## PROBLEM REQUIREMENTS
Quote the material exactly, from the line containing "Please locate the chicken" down through the line containing "column 124, row 287", with both of those lines included. Leave the pictures out of your answer.

## AVAILABLE DATA
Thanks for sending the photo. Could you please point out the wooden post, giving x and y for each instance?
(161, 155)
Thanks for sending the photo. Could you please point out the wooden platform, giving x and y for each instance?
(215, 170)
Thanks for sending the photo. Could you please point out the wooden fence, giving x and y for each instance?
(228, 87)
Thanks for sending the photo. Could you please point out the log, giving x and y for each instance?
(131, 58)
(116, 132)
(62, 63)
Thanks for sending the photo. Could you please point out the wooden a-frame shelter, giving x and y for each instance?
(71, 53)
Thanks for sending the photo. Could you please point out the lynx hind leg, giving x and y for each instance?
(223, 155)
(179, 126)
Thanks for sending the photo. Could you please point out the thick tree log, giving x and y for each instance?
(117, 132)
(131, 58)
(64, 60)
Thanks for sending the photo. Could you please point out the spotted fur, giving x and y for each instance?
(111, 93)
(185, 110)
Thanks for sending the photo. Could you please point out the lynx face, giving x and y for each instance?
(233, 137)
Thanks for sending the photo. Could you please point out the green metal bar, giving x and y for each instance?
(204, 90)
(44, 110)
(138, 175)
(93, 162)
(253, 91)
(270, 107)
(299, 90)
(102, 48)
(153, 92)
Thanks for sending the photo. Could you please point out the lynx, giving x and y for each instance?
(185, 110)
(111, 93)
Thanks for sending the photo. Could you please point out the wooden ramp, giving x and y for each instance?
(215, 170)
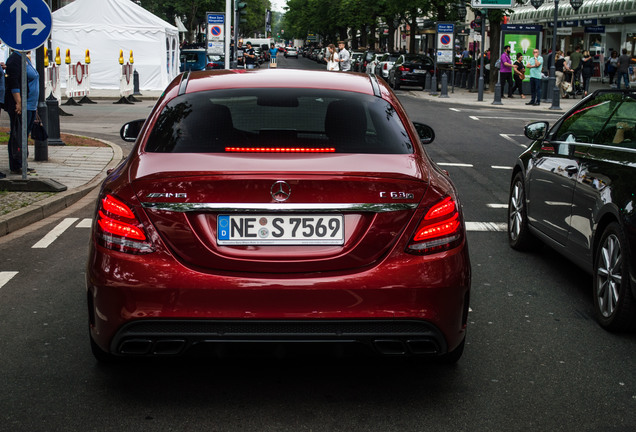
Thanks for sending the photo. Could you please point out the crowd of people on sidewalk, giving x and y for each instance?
(338, 60)
(573, 71)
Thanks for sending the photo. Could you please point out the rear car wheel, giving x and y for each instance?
(519, 237)
(613, 298)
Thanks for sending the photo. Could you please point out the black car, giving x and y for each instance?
(410, 70)
(573, 189)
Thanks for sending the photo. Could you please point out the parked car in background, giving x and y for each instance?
(374, 62)
(185, 259)
(215, 62)
(356, 60)
(385, 64)
(291, 52)
(193, 59)
(410, 70)
(573, 189)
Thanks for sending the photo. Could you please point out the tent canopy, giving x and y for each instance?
(104, 27)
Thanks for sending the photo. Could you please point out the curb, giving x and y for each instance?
(35, 212)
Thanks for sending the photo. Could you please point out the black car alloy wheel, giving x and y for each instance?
(613, 299)
(518, 235)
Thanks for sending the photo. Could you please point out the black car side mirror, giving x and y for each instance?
(130, 130)
(425, 132)
(536, 130)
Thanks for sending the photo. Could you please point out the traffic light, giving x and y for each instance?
(478, 21)
(240, 8)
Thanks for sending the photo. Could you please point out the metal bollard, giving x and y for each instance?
(136, 83)
(53, 121)
(444, 93)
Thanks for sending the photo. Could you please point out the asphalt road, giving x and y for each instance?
(535, 359)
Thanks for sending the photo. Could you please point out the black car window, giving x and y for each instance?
(584, 124)
(619, 130)
(250, 120)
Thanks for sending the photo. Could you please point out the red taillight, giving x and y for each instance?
(439, 230)
(119, 229)
(280, 150)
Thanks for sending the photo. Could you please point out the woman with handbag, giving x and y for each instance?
(519, 75)
(332, 64)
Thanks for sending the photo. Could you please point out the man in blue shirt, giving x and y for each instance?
(535, 65)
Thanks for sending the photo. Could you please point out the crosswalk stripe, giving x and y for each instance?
(6, 277)
(54, 233)
(486, 226)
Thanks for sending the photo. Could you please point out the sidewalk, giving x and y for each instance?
(83, 168)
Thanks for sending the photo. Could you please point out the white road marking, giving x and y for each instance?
(54, 233)
(486, 226)
(6, 277)
(455, 164)
(84, 223)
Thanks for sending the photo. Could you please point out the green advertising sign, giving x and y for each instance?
(524, 44)
(491, 4)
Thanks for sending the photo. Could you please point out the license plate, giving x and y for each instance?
(314, 229)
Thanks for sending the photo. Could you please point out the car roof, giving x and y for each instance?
(267, 78)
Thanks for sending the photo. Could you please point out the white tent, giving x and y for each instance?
(104, 27)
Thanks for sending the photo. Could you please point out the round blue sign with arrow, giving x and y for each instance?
(24, 24)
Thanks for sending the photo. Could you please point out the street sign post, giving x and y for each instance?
(24, 26)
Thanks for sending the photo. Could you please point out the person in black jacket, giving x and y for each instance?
(13, 105)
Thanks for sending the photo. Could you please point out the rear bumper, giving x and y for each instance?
(176, 337)
(149, 305)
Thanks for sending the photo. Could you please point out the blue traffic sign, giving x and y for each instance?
(24, 24)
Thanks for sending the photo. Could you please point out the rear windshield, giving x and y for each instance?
(283, 120)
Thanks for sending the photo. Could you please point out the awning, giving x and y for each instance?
(590, 9)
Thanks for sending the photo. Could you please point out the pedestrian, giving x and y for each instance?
(344, 59)
(240, 50)
(13, 105)
(250, 56)
(519, 75)
(505, 70)
(2, 67)
(332, 63)
(559, 71)
(576, 58)
(612, 67)
(587, 70)
(535, 64)
(273, 52)
(623, 69)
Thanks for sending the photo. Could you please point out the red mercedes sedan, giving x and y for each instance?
(277, 208)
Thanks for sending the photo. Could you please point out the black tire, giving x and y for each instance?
(613, 297)
(453, 357)
(519, 236)
(101, 355)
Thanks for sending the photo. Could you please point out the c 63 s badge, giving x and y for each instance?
(397, 195)
(167, 195)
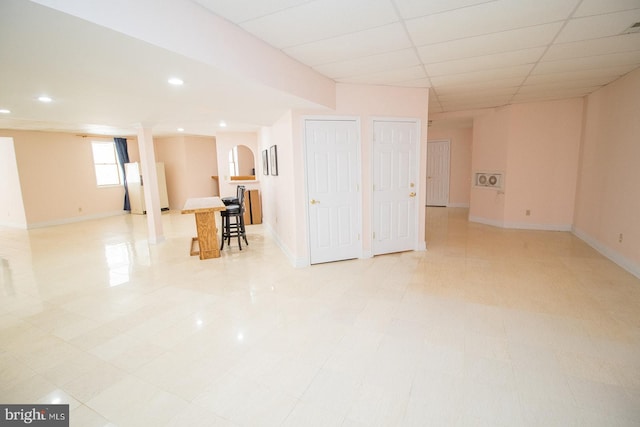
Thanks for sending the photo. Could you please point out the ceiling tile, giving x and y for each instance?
(588, 62)
(423, 82)
(415, 8)
(611, 73)
(469, 105)
(488, 86)
(474, 77)
(627, 42)
(444, 94)
(372, 63)
(386, 77)
(320, 19)
(595, 7)
(501, 15)
(568, 85)
(363, 43)
(242, 10)
(487, 62)
(521, 38)
(556, 89)
(593, 27)
(541, 95)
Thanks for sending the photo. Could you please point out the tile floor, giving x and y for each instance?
(488, 327)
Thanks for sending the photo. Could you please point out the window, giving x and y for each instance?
(105, 163)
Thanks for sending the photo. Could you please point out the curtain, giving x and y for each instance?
(123, 157)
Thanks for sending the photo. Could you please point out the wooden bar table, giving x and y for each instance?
(205, 208)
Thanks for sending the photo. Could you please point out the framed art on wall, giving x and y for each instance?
(274, 159)
(265, 162)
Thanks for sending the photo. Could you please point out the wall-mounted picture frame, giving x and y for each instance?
(265, 162)
(274, 159)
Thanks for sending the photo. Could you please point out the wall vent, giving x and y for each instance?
(633, 28)
(489, 180)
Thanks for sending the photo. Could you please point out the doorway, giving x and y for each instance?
(438, 163)
(395, 171)
(333, 193)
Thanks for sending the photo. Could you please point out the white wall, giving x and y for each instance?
(12, 212)
(288, 192)
(608, 194)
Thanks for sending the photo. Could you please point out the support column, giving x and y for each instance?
(150, 180)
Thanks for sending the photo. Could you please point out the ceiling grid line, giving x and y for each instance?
(545, 51)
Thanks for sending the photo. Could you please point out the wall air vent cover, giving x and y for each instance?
(633, 28)
(488, 180)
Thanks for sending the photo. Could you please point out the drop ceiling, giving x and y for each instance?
(472, 54)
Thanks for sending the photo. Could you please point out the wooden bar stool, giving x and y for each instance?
(234, 211)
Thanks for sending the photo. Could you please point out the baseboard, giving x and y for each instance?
(64, 221)
(486, 221)
(614, 256)
(520, 226)
(541, 227)
(296, 262)
(20, 226)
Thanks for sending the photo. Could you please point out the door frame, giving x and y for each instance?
(358, 166)
(426, 196)
(417, 246)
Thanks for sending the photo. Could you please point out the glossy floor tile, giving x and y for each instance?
(487, 327)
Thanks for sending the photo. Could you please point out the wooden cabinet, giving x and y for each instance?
(252, 207)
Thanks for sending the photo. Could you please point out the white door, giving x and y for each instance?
(332, 189)
(438, 155)
(395, 169)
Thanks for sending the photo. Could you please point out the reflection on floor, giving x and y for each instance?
(487, 327)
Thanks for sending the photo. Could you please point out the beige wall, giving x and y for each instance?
(535, 146)
(278, 192)
(490, 144)
(189, 162)
(460, 165)
(608, 195)
(12, 212)
(225, 141)
(542, 164)
(58, 179)
(365, 103)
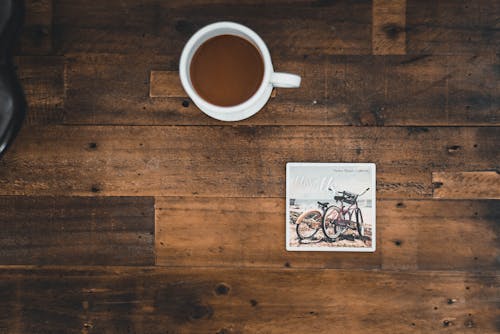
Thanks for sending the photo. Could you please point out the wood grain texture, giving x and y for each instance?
(450, 27)
(460, 185)
(336, 90)
(239, 161)
(165, 84)
(77, 231)
(389, 27)
(248, 232)
(152, 300)
(42, 79)
(159, 27)
(36, 37)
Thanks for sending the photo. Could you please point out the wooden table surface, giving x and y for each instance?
(124, 209)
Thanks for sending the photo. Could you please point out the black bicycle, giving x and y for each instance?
(332, 220)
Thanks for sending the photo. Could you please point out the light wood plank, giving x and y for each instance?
(450, 27)
(36, 37)
(466, 185)
(77, 230)
(159, 27)
(244, 232)
(389, 27)
(337, 90)
(153, 300)
(241, 161)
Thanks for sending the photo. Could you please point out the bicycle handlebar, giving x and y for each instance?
(361, 194)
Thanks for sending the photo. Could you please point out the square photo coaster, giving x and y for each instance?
(330, 207)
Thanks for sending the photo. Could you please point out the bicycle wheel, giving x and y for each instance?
(360, 224)
(308, 224)
(330, 222)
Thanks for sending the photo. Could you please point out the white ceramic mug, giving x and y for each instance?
(259, 98)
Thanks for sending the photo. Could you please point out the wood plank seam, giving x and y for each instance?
(389, 27)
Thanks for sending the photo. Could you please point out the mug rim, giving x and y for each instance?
(210, 108)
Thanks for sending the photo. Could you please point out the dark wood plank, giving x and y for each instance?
(337, 90)
(152, 300)
(36, 37)
(389, 27)
(42, 79)
(240, 161)
(77, 231)
(462, 185)
(439, 235)
(451, 27)
(155, 26)
(244, 232)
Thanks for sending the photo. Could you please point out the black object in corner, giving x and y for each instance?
(12, 101)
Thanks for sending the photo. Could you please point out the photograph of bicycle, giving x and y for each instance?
(330, 207)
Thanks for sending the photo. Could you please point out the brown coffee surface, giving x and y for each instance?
(226, 70)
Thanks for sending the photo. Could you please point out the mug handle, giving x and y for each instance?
(285, 80)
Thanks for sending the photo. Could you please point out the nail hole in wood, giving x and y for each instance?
(437, 185)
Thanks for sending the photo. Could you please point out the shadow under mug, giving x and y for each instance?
(259, 98)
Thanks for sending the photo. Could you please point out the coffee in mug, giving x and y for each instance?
(226, 70)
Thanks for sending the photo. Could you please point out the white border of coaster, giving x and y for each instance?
(372, 166)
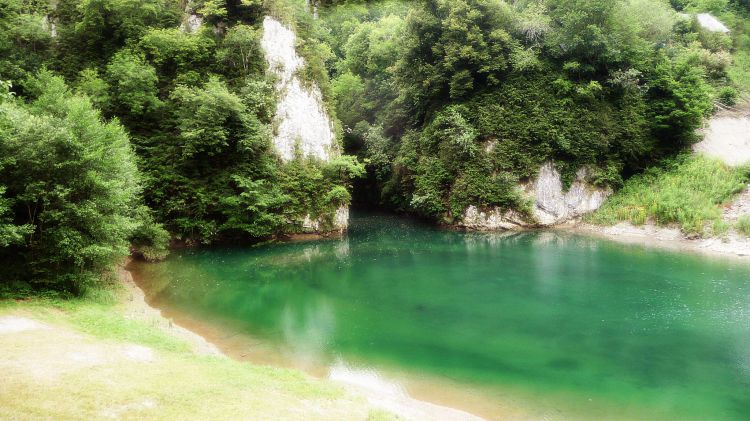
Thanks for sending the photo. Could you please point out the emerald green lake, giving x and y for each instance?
(580, 327)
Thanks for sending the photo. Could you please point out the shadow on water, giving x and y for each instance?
(650, 332)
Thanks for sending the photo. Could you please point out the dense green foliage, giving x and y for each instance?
(660, 195)
(455, 102)
(196, 107)
(70, 188)
(451, 103)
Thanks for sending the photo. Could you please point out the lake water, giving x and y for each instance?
(569, 326)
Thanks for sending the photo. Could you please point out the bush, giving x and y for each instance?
(70, 186)
(686, 191)
(743, 225)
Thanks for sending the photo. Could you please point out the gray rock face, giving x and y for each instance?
(554, 206)
(709, 22)
(339, 224)
(551, 204)
(492, 220)
(301, 121)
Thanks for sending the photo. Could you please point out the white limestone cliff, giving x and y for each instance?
(302, 125)
(301, 120)
(551, 204)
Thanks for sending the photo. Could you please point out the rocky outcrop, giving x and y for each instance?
(337, 225)
(493, 219)
(551, 204)
(726, 137)
(709, 22)
(302, 124)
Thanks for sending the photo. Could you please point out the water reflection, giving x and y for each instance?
(546, 312)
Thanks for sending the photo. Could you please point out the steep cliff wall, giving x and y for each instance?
(302, 123)
(551, 203)
(302, 127)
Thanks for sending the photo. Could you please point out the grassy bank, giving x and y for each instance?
(86, 358)
(687, 192)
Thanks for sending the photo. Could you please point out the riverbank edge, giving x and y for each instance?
(401, 406)
(668, 238)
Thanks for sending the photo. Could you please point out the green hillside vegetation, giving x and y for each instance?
(121, 132)
(660, 195)
(454, 103)
(117, 128)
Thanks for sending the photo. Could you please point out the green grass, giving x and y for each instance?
(743, 225)
(40, 380)
(686, 192)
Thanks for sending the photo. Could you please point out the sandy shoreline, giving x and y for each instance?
(649, 235)
(387, 394)
(208, 339)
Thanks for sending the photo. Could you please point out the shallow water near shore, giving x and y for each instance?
(567, 325)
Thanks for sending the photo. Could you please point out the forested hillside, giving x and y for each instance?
(92, 88)
(454, 103)
(136, 122)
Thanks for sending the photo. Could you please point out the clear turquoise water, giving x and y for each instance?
(649, 333)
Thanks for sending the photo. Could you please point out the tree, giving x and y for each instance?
(134, 84)
(70, 186)
(452, 48)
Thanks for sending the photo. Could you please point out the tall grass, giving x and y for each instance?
(686, 192)
(743, 225)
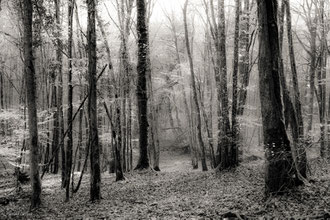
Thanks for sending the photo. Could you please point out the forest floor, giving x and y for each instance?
(177, 192)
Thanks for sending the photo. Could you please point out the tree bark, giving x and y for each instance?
(95, 181)
(235, 126)
(143, 70)
(27, 10)
(60, 117)
(244, 64)
(279, 161)
(302, 158)
(224, 149)
(69, 146)
(193, 84)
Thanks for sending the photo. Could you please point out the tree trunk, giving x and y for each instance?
(95, 181)
(235, 126)
(244, 64)
(27, 10)
(224, 150)
(69, 146)
(143, 70)
(194, 89)
(322, 81)
(279, 161)
(59, 56)
(302, 159)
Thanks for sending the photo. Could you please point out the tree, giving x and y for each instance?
(194, 89)
(70, 99)
(235, 126)
(225, 152)
(279, 162)
(95, 181)
(27, 14)
(143, 70)
(302, 163)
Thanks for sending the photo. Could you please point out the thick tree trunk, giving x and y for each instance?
(193, 84)
(27, 10)
(302, 158)
(279, 162)
(224, 150)
(244, 64)
(312, 70)
(95, 181)
(143, 70)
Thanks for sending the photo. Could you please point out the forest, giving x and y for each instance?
(164, 109)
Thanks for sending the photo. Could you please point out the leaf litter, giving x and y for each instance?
(179, 194)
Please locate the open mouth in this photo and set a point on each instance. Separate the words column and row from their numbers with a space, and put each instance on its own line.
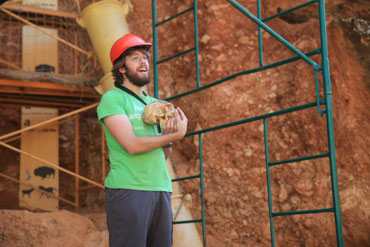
column 142, row 70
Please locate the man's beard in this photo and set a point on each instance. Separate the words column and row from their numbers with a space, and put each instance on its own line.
column 136, row 79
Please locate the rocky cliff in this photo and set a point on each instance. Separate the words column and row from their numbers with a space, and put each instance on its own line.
column 234, row 158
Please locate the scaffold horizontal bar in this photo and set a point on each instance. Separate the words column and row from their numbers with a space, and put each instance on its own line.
column 290, row 10
column 299, row 159
column 311, row 211
column 185, row 178
column 260, row 117
column 274, row 34
column 245, row 72
column 172, row 17
column 176, row 55
column 186, row 221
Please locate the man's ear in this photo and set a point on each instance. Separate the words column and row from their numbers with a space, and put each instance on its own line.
column 122, row 70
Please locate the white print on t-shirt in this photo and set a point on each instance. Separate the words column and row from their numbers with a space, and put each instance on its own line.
column 137, row 116
column 139, row 108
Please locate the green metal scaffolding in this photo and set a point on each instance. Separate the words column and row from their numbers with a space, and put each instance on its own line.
column 327, row 102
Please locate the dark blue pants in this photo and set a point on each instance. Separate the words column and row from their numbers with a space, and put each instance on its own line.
column 138, row 218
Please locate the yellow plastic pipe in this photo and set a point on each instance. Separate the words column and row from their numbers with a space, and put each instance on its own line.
column 105, row 22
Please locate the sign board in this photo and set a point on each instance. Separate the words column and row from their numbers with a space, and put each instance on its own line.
column 43, row 143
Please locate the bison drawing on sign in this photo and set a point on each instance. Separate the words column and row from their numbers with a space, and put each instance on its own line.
column 27, row 192
column 44, row 172
column 46, row 189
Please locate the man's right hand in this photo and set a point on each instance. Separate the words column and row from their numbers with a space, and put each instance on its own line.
column 181, row 122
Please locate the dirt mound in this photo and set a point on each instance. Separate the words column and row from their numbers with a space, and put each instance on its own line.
column 21, row 228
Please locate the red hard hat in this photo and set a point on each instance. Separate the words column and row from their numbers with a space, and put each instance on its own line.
column 127, row 41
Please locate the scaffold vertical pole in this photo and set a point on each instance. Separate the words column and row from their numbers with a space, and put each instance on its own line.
column 329, row 121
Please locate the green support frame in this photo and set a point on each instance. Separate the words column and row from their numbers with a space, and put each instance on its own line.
column 327, row 102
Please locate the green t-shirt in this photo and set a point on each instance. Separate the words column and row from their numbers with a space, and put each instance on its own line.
column 144, row 171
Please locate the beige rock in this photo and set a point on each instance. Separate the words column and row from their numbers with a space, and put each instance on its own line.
column 158, row 111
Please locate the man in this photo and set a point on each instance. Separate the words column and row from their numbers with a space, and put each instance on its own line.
column 138, row 186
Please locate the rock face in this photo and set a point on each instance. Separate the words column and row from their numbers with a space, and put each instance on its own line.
column 236, row 204
column 234, row 158
column 59, row 229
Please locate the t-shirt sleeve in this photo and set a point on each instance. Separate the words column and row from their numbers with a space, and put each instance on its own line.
column 109, row 105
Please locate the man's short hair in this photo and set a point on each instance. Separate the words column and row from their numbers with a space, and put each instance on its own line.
column 120, row 62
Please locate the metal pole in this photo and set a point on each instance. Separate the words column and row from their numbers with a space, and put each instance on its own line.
column 330, row 125
column 260, row 45
column 196, row 41
column 202, row 189
column 268, row 182
column 155, row 48
column 274, row 34
column 77, row 158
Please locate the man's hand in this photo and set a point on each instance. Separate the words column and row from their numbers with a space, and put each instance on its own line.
column 181, row 122
column 169, row 126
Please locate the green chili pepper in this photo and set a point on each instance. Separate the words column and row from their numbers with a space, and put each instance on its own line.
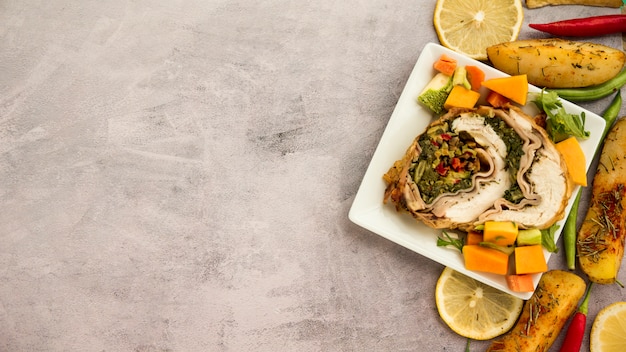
column 594, row 92
column 611, row 113
column 569, row 229
column 569, row 233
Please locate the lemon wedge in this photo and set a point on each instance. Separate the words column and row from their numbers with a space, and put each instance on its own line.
column 469, row 27
column 608, row 332
column 473, row 309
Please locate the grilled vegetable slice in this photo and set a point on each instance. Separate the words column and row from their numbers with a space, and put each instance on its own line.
column 600, row 241
column 544, row 314
column 557, row 63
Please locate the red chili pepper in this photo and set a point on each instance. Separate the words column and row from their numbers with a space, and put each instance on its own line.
column 576, row 331
column 584, row 27
column 456, row 164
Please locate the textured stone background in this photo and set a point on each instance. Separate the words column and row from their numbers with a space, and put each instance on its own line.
column 176, row 176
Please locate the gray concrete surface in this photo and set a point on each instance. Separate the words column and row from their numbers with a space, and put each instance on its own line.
column 176, row 176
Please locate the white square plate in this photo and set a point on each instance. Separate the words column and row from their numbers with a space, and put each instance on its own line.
column 408, row 120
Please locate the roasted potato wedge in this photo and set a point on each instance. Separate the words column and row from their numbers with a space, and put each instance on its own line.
column 544, row 314
column 533, row 4
column 557, row 63
column 600, row 240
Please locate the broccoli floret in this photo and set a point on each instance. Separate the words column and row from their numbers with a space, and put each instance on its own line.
column 436, row 93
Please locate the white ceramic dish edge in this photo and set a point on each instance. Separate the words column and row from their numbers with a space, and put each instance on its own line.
column 407, row 121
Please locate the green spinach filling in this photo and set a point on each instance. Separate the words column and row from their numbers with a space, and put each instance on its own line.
column 449, row 160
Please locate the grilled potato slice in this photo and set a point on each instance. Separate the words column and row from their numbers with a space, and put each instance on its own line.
column 600, row 240
column 557, row 63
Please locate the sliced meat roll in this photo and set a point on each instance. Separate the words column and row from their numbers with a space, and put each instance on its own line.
column 474, row 165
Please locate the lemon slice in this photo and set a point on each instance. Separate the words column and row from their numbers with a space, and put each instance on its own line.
column 473, row 309
column 608, row 332
column 469, row 27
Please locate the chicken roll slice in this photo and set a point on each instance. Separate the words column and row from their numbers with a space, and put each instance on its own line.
column 474, row 165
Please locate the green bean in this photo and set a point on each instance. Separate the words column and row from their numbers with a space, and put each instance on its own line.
column 569, row 229
column 594, row 92
column 611, row 113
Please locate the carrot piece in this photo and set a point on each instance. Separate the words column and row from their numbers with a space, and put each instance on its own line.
column 530, row 260
column 461, row 97
column 496, row 99
column 520, row 283
column 502, row 233
column 473, row 237
column 512, row 87
column 445, row 65
column 574, row 159
column 478, row 258
column 476, row 76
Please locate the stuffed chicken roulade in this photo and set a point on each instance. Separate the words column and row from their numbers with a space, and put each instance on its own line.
column 475, row 165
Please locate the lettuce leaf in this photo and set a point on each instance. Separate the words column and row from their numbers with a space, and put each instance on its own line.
column 560, row 124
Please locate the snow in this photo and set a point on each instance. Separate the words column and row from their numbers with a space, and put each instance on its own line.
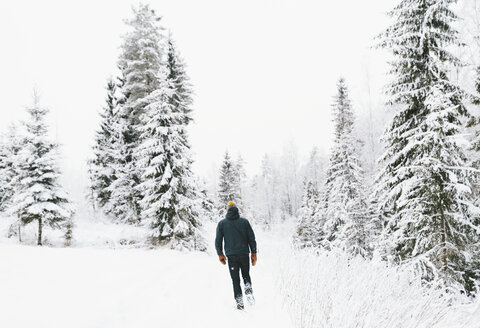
column 104, row 282
column 124, row 287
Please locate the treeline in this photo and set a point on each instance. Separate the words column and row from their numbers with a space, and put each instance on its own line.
column 141, row 169
column 423, row 207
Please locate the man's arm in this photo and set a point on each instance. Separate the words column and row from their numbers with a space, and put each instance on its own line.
column 251, row 238
column 219, row 244
column 219, row 240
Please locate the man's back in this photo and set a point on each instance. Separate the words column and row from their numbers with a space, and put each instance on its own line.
column 238, row 235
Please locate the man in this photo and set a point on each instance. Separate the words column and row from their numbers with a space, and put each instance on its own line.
column 239, row 241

## ANSWER FOR THE TASK
Please locate the chicken roll slice in this photo and set a point on each instance. Separate the words column and row from their numbers with a space, and put each instance on its own line.
column 474, row 165
Please locate the green bean in this photo and set a point on each instance. Separate the words column and row from their numbers with a space, and put each instance on its own line.
column 569, row 229
column 594, row 92
column 611, row 113
Please locate the carrot piece in this photo and set a point on each instance. Separate the words column and row from their numbers with a space, and put each instance on its own line.
column 530, row 260
column 461, row 97
column 496, row 99
column 520, row 283
column 502, row 233
column 473, row 237
column 512, row 87
column 445, row 65
column 574, row 159
column 478, row 258
column 476, row 76
Please locate the stuffed chicken roulade in this photo and set a point on each instance. Separate the words column and row from their numbers with a space, and put each instance on its own line.
column 475, row 165
Please locate the lettuce leaf in this photo and set a point on each instance. Separate the words column and row from their numbers with a space, and put each instance on its own line.
column 560, row 124
Please locate the snow in this photo and set a point on each instance. Separate the words column and row from their numbers with a space, and put each instance on its own line.
column 104, row 282
column 124, row 287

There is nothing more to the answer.